--- Work required ---
Recast the material below as a JSON list of strings with one string per line. Skip blank lines and leave out the pictures.

>>>>>

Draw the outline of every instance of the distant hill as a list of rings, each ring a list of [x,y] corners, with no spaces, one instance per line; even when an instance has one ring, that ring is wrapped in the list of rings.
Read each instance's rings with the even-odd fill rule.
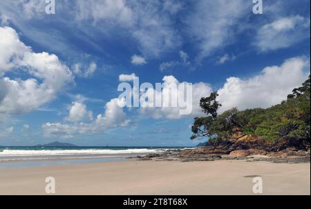
[[[46,144],[38,144],[36,145],[37,147],[77,147],[77,146],[75,144],[70,143],[62,143],[59,141],[54,141],[49,143]]]

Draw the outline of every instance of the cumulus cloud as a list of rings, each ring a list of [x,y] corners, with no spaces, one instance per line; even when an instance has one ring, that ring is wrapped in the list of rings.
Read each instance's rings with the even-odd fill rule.
[[[10,134],[12,134],[13,132],[13,131],[14,131],[14,127],[10,127],[10,128],[6,128],[4,130],[0,131],[0,137],[8,137]]]
[[[160,91],[154,88],[149,88],[143,92],[142,97],[148,97],[148,101],[143,101],[141,103],[140,112],[144,115],[149,115],[155,119],[167,118],[170,119],[177,119],[185,117],[196,117],[202,115],[198,103],[202,97],[207,97],[211,92],[211,88],[208,83],[180,83],[177,79],[172,76],[164,76],[163,77],[162,88]],[[182,85],[192,87],[192,97],[187,94]],[[178,86],[178,89],[174,89],[175,86]],[[154,96],[153,96],[154,95]],[[154,107],[155,101],[152,98],[162,97],[162,107]],[[149,99],[151,98],[150,100]],[[178,98],[184,98],[185,103],[180,106],[178,103],[174,107],[172,101],[176,101]],[[165,105],[164,105],[165,103]],[[180,111],[190,108],[191,111],[189,115],[181,115]]]
[[[91,77],[96,71],[97,66],[95,62],[91,62],[87,68],[82,69],[82,64],[80,63],[75,63],[73,68],[73,72],[75,75],[79,77],[88,78]]]
[[[147,63],[146,60],[144,60],[144,58],[142,56],[134,54],[133,55],[131,59],[132,59],[131,60],[132,64],[135,66],[142,66]]]
[[[218,89],[218,100],[223,106],[220,112],[237,107],[243,110],[254,108],[268,108],[286,99],[292,89],[299,86],[307,78],[306,72],[310,72],[310,63],[307,59],[294,57],[283,62],[280,66],[266,67],[253,77],[241,79],[229,77],[222,88]],[[176,98],[179,92],[171,92],[170,83],[178,83],[173,76],[163,78],[164,87],[161,92],[155,89],[148,90],[145,94],[153,95],[162,93],[163,98]],[[180,108],[150,108],[142,107],[140,112],[156,119],[180,119],[185,117],[202,115],[199,107],[200,99],[208,97],[215,90],[212,90],[207,83],[192,84],[193,96],[192,112],[189,115],[179,114]],[[152,101],[151,101],[152,102]]]
[[[79,122],[86,119],[92,120],[93,112],[87,110],[85,104],[73,102],[69,110],[69,115],[65,119],[71,122]]]
[[[126,82],[126,81],[133,81],[134,78],[136,78],[137,76],[135,73],[132,74],[121,74],[119,75],[119,81],[120,82]]]
[[[35,53],[16,31],[0,27],[0,113],[20,114],[38,108],[73,83],[69,68],[55,54]],[[28,79],[6,77],[20,71]]]
[[[268,108],[279,103],[306,79],[307,71],[310,72],[307,59],[294,57],[280,66],[266,67],[258,75],[249,79],[228,78],[218,91],[221,110]]]
[[[236,59],[236,57],[234,55],[229,55],[228,54],[225,54],[223,56],[218,58],[216,63],[218,65],[221,65],[225,62],[234,59]]]
[[[265,24],[255,37],[254,46],[261,51],[285,48],[310,37],[310,19],[299,15],[279,19]]]
[[[113,99],[105,106],[103,115],[98,115],[91,123],[46,123],[41,126],[46,137],[72,138],[79,135],[91,135],[104,132],[109,128],[125,127],[130,124],[131,120],[121,106],[125,103],[124,99]]]

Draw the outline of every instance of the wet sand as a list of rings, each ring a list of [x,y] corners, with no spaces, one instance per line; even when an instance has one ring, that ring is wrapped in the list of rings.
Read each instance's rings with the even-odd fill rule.
[[[156,161],[0,168],[0,195],[46,195],[46,178],[55,179],[55,195],[310,195],[310,163],[267,161]]]

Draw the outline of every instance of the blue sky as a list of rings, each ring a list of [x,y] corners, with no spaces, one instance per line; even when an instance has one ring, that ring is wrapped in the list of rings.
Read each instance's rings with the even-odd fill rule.
[[[0,2],[1,145],[193,146],[201,97],[267,108],[310,73],[309,0],[263,0],[262,14],[251,0],[55,3]],[[193,112],[120,108],[133,73],[192,83]]]

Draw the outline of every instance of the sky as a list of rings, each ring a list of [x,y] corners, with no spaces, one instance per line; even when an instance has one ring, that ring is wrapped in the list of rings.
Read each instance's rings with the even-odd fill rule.
[[[55,1],[0,1],[0,145],[195,146],[202,97],[268,108],[310,74],[310,0]],[[134,77],[191,83],[191,112],[120,106]]]

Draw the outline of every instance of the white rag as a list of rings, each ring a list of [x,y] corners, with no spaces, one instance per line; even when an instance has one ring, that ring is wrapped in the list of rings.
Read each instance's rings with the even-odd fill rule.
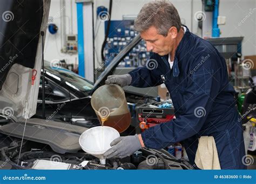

<<<<<

--- Full response ---
[
  "Draw the outline of every instance of the distant hill as a list of rings, each ring a list of [x,y] corners, with no spaces, one instance per line; even when an instance has one ring, that ring is wrapped in the list of rings.",
  "Read each instance's rings with the even-odd fill rule.",
  "[[[46,144],[38,144],[36,145],[37,147],[77,147],[77,146],[75,144],[70,143],[62,143],[59,141],[54,141],[49,143]]]",
  "Draw the outline of every instance of the cumulus cloud as a list of rings, each ring a list of [x,y] corners, with no spaces, one instance per line; even when an instance has one ring, that ring is wrapped in the list of rings.",
  "Read each instance's rings with the even-odd fill rule.",
  "[[[10,134],[12,134],[13,132],[13,131],[14,131],[14,127],[10,127],[10,128],[6,128],[4,130],[0,131],[0,137],[8,137]]]",
  "[[[160,91],[154,88],[149,88],[143,92],[142,97],[148,97],[148,101],[143,101],[141,103],[140,112],[144,115],[149,115],[155,119],[167,118],[170,119],[177,119],[185,117],[196,117],[202,115],[198,103],[202,97],[207,97],[211,92],[211,88],[208,83],[180,83],[177,79],[172,76],[164,76],[163,77],[162,88]],[[182,85],[192,87],[192,97],[187,94]],[[178,86],[178,89],[174,89],[175,86]],[[154,96],[153,96],[154,95]],[[154,107],[155,101],[152,98],[162,97],[162,107]],[[149,99],[151,98],[150,100]],[[178,98],[184,98],[185,103],[180,106],[178,103],[174,107],[172,101],[176,101]],[[165,105],[164,105],[165,103]],[[180,111],[190,108],[191,111],[189,115],[181,115]]]",
  "[[[91,77],[96,71],[97,66],[95,62],[91,62],[87,68],[82,69],[82,64],[80,63],[75,63],[73,68],[73,72],[75,75],[79,77],[88,78]]]",
  "[[[147,63],[146,60],[144,60],[144,58],[142,56],[134,54],[133,55],[131,59],[132,59],[131,60],[132,64],[135,66],[142,66]]]",
  "[[[218,89],[218,100],[223,106],[220,112],[237,107],[243,110],[254,108],[268,108],[286,99],[292,89],[299,86],[307,78],[306,72],[310,72],[310,63],[307,59],[294,57],[283,62],[280,66],[266,67],[253,77],[241,79],[229,77],[222,88]],[[176,98],[179,92],[171,92],[170,83],[178,83],[173,76],[163,78],[164,87],[161,92],[155,89],[148,90],[145,94],[153,95],[162,93],[163,98]],[[180,108],[150,108],[142,107],[140,112],[156,119],[180,119],[185,117],[202,115],[199,107],[200,99],[208,97],[215,90],[212,90],[207,83],[192,84],[193,96],[192,112],[189,115],[179,114]],[[152,101],[151,101],[152,102]]]",
  "[[[79,122],[86,119],[92,120],[93,112],[87,110],[85,104],[73,102],[69,110],[69,115],[65,119],[71,122]]]",
  "[[[126,82],[126,81],[133,81],[134,78],[136,78],[137,76],[135,73],[132,74],[121,74],[119,75],[119,81],[120,82]]]",
  "[[[35,53],[16,31],[0,27],[0,113],[20,114],[38,108],[73,83],[69,68],[55,54]],[[28,79],[6,77],[20,71]]]",
  "[[[268,108],[279,103],[306,79],[307,71],[310,72],[307,59],[294,57],[280,66],[266,67],[258,75],[249,79],[228,78],[218,91],[221,110]]]",
  "[[[236,59],[236,57],[234,55],[229,55],[228,54],[225,54],[223,56],[218,58],[216,63],[218,65],[221,65],[225,62],[234,59]]]",
  "[[[265,24],[255,37],[254,46],[261,51],[285,48],[310,37],[310,19],[299,15],[279,19]]]",
  "[[[113,99],[105,106],[103,115],[98,115],[91,123],[46,123],[41,126],[46,137],[72,138],[79,135],[91,135],[104,132],[109,128],[125,127],[130,124],[131,120],[121,106],[125,103],[124,99]]]",
  "Draw the outline of every instance of the wet sand as a list of rings, each ring a list of [x,y] corners, with no spaces, one instance per line; even when an instance has one ring, that ring is wrapped in the list of rings.",
  "Read each instance's rings with the even-odd fill rule.",
  "[[[156,161],[0,168],[0,195],[46,195],[46,178],[55,179],[55,195],[310,195],[310,163],[267,161]]]",
  "Draw the outline of every instance of the blue sky as a list of rings, each ring a list of [x,y] corners, with no spaces, one instance per line; even when an instance has one ring, that ring is wrapped in the list of rings.",
  "Read each instance's rings with the even-odd fill rule.",
  "[[[0,2],[1,145],[193,146],[201,97],[267,108],[310,73],[309,0],[263,0],[262,14],[251,0],[55,3]],[[193,112],[120,108],[133,73],[192,83]]]",
  "Draw the outline of every instance of the sky as a list of rings, each ring a list of [x,y] corners, with no spaces, one instance per line; even when an instance has one ring, that ring is wrapped in the list of rings.",
  "Read each instance's rings with the even-odd fill rule.",
  "[[[55,1],[0,1],[0,145],[195,146],[202,97],[268,108],[310,74],[310,0]],[[134,77],[191,83],[191,112],[120,106]]]",
  "Draw the outline of every instance of the white rag as a list of rings, each ring a list of [x,y] corners, with no spaces, one instance per line; even when an instance has one ring, that ring is wrapped in the list of rings.",
  "Read each instance's rings with the even-odd fill rule."
]